(Segmentation mask data)

____

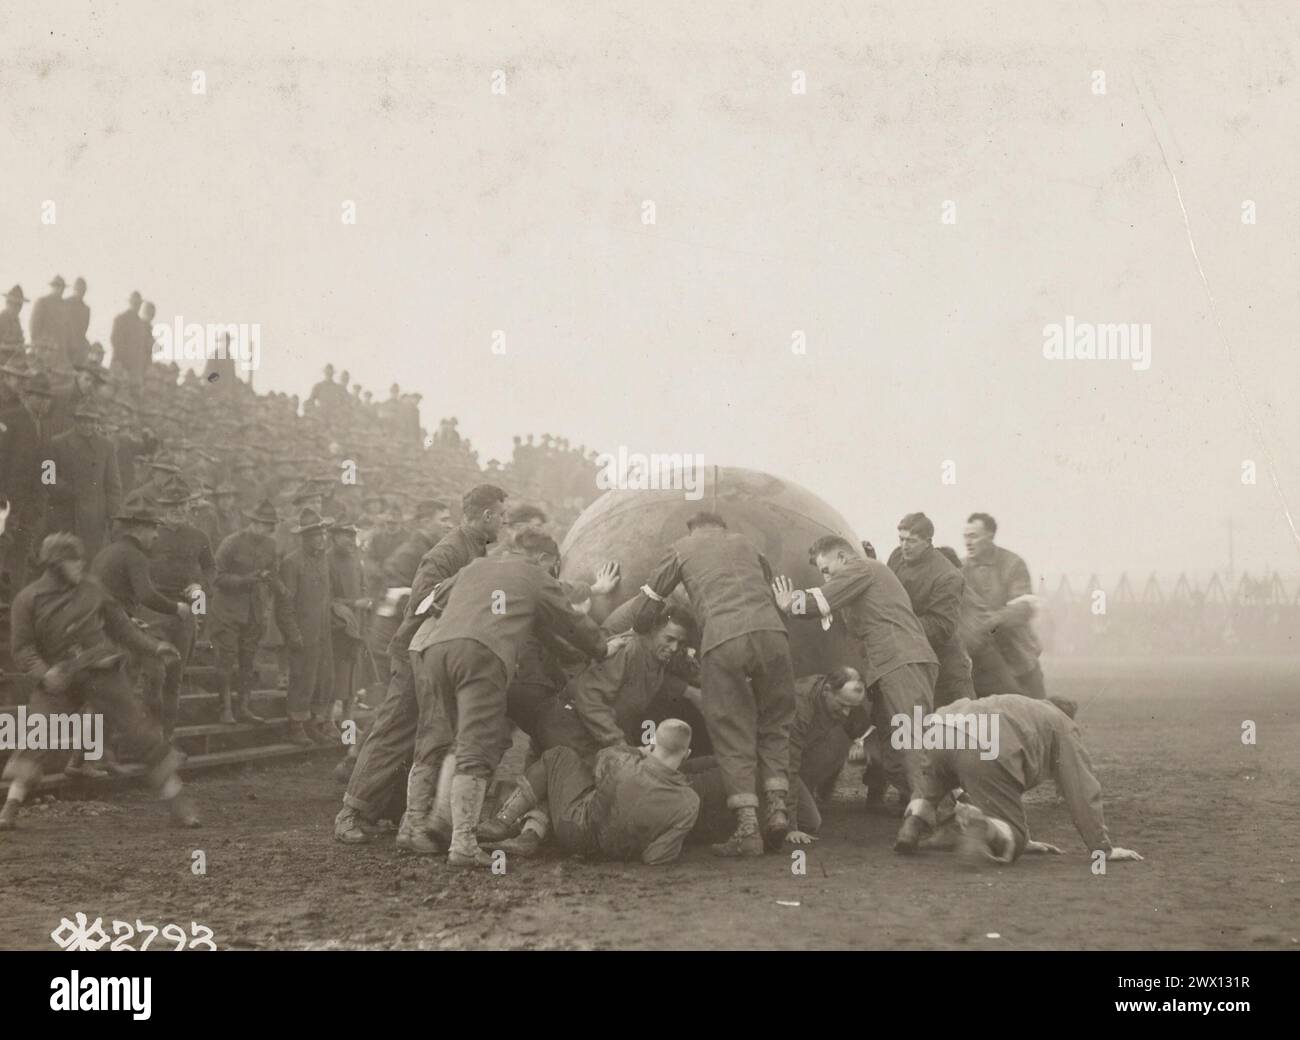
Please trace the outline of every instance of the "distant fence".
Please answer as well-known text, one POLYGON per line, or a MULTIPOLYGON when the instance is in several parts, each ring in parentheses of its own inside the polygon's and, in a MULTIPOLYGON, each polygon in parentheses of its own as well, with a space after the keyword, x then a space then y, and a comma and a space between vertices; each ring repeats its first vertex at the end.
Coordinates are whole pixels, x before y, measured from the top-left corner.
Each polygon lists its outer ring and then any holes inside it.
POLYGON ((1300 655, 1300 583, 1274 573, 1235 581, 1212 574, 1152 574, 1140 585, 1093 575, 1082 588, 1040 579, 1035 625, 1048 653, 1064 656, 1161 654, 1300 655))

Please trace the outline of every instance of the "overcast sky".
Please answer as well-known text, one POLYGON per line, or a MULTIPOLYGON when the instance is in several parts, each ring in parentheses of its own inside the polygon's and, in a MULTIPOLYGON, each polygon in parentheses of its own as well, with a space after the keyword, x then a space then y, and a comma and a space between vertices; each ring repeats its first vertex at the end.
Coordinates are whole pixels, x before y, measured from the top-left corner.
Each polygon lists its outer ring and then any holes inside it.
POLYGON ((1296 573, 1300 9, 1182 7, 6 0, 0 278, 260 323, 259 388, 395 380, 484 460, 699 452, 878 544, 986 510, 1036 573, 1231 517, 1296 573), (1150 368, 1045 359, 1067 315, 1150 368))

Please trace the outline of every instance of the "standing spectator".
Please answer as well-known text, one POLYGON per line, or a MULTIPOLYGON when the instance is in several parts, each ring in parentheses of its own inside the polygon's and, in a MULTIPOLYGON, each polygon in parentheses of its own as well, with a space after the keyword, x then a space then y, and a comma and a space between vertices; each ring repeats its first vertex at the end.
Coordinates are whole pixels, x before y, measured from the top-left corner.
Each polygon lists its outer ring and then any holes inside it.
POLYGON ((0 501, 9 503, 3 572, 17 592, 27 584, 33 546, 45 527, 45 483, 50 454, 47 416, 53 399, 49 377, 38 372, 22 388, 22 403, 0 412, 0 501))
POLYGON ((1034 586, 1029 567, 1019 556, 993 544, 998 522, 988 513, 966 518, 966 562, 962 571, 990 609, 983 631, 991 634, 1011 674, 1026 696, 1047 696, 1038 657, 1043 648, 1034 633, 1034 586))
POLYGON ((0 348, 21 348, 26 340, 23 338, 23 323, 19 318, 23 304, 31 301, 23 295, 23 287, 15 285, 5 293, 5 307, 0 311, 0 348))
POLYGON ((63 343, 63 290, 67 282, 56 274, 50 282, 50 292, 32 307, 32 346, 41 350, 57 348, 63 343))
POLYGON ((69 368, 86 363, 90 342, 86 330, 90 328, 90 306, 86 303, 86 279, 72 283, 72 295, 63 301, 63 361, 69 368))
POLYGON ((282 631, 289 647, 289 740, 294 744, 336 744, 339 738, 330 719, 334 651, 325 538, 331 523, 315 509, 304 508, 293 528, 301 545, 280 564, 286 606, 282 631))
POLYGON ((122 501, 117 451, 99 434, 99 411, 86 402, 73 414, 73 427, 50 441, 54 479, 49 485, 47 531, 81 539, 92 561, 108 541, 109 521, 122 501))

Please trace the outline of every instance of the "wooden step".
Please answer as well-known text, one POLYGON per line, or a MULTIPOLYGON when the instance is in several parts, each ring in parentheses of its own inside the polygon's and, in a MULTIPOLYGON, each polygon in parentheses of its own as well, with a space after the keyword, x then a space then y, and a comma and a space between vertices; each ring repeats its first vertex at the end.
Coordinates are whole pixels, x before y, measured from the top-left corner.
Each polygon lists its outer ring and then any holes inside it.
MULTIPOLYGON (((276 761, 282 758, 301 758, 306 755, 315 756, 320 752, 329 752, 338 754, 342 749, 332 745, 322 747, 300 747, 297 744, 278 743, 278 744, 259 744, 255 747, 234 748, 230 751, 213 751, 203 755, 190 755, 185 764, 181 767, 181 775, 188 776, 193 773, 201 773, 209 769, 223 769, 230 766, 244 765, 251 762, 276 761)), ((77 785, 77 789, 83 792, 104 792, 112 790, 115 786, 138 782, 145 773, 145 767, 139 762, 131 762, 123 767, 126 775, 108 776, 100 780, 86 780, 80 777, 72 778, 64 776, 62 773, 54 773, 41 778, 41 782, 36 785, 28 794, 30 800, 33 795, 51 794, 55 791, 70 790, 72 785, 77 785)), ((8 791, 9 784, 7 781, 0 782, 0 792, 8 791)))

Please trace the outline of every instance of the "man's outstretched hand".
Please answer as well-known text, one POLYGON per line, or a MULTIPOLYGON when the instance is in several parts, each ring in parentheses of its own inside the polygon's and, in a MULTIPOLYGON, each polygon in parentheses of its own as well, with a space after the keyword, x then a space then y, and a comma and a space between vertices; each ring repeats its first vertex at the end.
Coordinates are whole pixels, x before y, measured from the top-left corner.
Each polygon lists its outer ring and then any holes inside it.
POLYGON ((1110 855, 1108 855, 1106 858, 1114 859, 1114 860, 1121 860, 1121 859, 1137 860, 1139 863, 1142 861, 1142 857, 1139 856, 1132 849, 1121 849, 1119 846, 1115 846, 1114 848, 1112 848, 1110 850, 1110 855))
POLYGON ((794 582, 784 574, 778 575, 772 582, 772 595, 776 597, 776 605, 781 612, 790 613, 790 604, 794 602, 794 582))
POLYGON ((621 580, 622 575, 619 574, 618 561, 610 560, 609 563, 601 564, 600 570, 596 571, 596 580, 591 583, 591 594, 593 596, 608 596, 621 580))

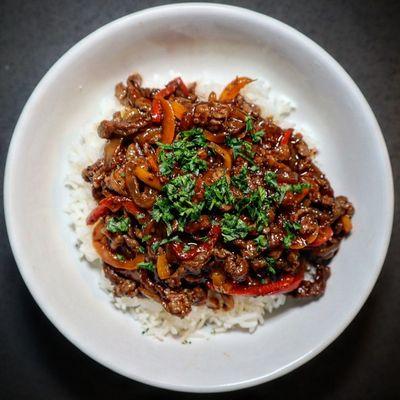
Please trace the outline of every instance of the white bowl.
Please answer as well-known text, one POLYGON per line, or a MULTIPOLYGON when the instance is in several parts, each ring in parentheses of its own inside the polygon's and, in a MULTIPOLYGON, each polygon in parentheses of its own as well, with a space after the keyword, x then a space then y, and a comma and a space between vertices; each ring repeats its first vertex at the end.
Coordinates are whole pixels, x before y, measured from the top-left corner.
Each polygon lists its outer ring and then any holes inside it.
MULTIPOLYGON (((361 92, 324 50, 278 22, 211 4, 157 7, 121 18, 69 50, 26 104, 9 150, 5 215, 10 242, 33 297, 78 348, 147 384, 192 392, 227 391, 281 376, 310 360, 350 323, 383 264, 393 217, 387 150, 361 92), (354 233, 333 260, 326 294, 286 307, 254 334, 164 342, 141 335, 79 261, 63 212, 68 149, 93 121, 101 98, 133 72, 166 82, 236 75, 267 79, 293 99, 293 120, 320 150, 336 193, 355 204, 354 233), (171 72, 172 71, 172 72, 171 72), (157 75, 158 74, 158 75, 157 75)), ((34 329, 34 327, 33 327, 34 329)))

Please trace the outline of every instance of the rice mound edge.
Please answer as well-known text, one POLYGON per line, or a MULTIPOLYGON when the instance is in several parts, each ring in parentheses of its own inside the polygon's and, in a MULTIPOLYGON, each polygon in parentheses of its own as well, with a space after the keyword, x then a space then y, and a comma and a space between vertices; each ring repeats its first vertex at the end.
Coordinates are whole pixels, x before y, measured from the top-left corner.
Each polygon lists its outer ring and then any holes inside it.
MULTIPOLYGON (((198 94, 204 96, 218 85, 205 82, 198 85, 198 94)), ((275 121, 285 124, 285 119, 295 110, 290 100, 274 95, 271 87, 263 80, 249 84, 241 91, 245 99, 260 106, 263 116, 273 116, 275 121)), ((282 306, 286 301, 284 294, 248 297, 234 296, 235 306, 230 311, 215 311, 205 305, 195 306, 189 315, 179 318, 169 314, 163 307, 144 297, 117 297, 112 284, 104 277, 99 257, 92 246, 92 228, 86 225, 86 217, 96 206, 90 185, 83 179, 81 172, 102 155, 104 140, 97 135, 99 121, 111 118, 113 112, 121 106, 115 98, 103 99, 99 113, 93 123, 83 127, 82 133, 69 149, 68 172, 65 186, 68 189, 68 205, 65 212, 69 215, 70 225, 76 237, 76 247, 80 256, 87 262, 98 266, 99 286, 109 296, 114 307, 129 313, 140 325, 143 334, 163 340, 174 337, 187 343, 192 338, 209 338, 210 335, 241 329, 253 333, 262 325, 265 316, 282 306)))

____

Directions for this task:
Looking at the data above, show all lines where the word "trace" occurs.

Result below:
Please trace the outline of every instance of the "distant fence".
Please trace the outline of every instance of the "overcast sky".
Please trace the outline of every instance of the "standing spectator".
Please trace the outline of every instance of the "wooden step".
Please trace the outline of every instance of the "man's outstretched hand".
Please trace the outline of every instance of the white bowl.
Please trace the outline of every instance of the rice mound edge.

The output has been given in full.